_INSTRUCTION_:
Reproduce the records word for word, starting at the line containing "Which element on screen is the water?" and ending at the final line of the records, with both ends included. Leave the pictures out.

_GIVEN ENTRIES_:
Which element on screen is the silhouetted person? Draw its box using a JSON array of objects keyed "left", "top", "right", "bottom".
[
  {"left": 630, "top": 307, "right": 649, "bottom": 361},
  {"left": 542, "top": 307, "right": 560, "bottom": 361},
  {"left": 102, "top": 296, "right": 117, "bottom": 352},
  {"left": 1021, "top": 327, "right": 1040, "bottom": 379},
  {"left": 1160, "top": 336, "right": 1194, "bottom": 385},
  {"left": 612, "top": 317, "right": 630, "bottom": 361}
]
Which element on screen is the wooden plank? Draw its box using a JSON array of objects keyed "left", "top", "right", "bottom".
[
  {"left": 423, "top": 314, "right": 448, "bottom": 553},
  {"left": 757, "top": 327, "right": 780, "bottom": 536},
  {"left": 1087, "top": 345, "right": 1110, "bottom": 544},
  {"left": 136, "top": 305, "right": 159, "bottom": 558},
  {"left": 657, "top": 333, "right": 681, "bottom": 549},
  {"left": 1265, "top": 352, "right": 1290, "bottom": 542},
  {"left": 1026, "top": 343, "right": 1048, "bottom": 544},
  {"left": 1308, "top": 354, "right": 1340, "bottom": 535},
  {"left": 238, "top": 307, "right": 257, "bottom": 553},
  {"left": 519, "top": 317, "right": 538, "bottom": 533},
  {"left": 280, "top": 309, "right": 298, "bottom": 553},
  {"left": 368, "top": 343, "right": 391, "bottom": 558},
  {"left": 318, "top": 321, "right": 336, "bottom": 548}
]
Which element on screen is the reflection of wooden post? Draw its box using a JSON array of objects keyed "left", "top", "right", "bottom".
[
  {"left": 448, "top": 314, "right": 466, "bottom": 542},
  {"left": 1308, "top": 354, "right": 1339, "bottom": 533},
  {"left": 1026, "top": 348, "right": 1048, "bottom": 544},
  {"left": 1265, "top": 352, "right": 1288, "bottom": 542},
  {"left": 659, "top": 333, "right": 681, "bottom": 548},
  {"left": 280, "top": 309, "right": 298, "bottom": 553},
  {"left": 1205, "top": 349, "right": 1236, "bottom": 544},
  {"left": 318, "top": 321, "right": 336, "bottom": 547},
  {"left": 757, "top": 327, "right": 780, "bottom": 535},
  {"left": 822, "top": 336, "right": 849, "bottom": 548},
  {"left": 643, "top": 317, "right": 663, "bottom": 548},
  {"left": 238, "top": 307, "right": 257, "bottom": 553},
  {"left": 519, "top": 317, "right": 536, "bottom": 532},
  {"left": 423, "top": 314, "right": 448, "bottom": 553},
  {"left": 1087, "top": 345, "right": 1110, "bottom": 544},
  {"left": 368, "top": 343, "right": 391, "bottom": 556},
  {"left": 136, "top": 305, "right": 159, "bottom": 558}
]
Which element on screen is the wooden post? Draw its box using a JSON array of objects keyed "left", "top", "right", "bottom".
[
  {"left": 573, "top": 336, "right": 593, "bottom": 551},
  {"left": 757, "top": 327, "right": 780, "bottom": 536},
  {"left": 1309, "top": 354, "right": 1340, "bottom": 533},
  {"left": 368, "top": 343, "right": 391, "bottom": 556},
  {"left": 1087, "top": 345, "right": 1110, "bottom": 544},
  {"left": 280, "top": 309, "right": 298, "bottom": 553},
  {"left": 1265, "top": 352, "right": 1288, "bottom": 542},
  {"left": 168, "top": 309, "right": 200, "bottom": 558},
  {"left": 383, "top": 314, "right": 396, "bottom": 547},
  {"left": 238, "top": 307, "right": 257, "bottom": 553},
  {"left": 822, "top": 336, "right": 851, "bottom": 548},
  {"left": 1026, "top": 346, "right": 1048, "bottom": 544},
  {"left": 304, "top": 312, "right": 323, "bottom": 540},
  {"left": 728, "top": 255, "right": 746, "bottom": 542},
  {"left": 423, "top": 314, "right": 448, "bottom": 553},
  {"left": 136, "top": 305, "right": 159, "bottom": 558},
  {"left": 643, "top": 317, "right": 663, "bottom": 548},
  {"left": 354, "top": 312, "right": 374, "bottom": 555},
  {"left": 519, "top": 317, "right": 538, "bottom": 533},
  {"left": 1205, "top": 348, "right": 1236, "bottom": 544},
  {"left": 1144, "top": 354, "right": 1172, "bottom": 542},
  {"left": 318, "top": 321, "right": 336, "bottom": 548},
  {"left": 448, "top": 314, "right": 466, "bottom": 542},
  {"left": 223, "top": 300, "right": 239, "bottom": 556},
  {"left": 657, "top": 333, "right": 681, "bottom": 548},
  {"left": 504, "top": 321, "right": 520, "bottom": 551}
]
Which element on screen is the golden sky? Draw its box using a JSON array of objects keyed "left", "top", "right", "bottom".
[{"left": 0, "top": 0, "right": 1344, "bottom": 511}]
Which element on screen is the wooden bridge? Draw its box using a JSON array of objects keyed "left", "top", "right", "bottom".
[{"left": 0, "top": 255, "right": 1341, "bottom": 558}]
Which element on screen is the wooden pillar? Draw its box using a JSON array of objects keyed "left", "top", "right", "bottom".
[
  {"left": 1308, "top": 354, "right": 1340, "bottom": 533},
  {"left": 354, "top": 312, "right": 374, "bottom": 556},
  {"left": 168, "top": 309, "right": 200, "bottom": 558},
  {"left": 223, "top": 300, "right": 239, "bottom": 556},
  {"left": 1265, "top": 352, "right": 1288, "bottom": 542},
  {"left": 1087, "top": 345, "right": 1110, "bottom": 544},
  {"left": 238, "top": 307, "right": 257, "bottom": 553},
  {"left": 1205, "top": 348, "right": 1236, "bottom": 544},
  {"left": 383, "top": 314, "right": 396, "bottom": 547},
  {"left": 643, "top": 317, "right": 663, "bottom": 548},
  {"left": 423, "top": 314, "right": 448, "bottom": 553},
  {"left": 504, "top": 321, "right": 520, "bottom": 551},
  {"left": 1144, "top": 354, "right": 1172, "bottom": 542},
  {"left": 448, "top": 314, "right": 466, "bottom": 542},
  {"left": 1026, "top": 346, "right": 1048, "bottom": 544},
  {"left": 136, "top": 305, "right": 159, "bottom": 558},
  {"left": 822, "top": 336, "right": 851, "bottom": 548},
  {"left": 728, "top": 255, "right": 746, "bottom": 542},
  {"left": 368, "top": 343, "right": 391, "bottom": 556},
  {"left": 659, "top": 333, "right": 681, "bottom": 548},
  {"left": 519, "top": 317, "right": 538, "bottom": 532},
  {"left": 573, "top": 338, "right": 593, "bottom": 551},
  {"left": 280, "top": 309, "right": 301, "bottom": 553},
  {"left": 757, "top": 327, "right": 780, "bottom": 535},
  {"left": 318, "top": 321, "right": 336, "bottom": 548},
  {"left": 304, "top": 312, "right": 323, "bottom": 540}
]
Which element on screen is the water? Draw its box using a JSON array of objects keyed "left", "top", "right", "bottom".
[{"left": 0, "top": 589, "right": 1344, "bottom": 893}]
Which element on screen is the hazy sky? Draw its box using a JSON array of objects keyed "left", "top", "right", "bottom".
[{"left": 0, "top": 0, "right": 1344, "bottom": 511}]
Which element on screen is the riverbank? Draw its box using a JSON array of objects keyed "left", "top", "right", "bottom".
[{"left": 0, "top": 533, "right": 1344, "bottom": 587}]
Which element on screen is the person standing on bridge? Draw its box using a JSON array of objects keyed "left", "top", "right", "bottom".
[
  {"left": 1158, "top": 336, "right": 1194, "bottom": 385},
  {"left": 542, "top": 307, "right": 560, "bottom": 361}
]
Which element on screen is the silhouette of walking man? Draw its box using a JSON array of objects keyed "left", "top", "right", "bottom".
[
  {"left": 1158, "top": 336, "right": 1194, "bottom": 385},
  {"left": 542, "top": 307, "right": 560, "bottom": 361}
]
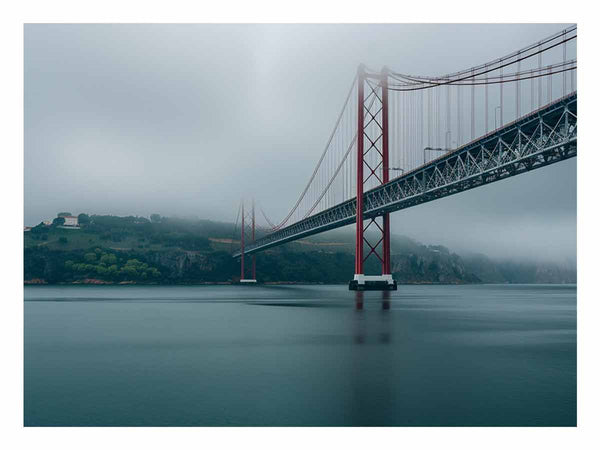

_EXPECTED OUTPUT_:
Which element on screen is the water? Draw its box using a JSON array of objects keyed "left", "top", "right", "bottom".
[{"left": 0, "top": 589, "right": 1344, "bottom": 893}]
Which element on screen is the hazy sky? Draw its box using a JSON array of objects keyed "left", "top", "right", "bottom".
[{"left": 0, "top": 0, "right": 1344, "bottom": 511}]
Which element on screen is the riverbank? Draw its box using a JSON array of objects keyed "left", "top", "right", "bottom".
[{"left": 0, "top": 533, "right": 1344, "bottom": 587}]
Which element on screen is the person standing on bridge? Draw its box using a JSON array of objects keyed "left", "top", "right", "bottom".
[
  {"left": 1158, "top": 336, "right": 1194, "bottom": 385},
  {"left": 542, "top": 307, "right": 560, "bottom": 361}
]
Which element on screen is the silhouette of walking man? Draw its box using a JSON array of objects keyed "left", "top", "right", "bottom".
[
  {"left": 1158, "top": 336, "right": 1194, "bottom": 385},
  {"left": 542, "top": 307, "right": 560, "bottom": 361}
]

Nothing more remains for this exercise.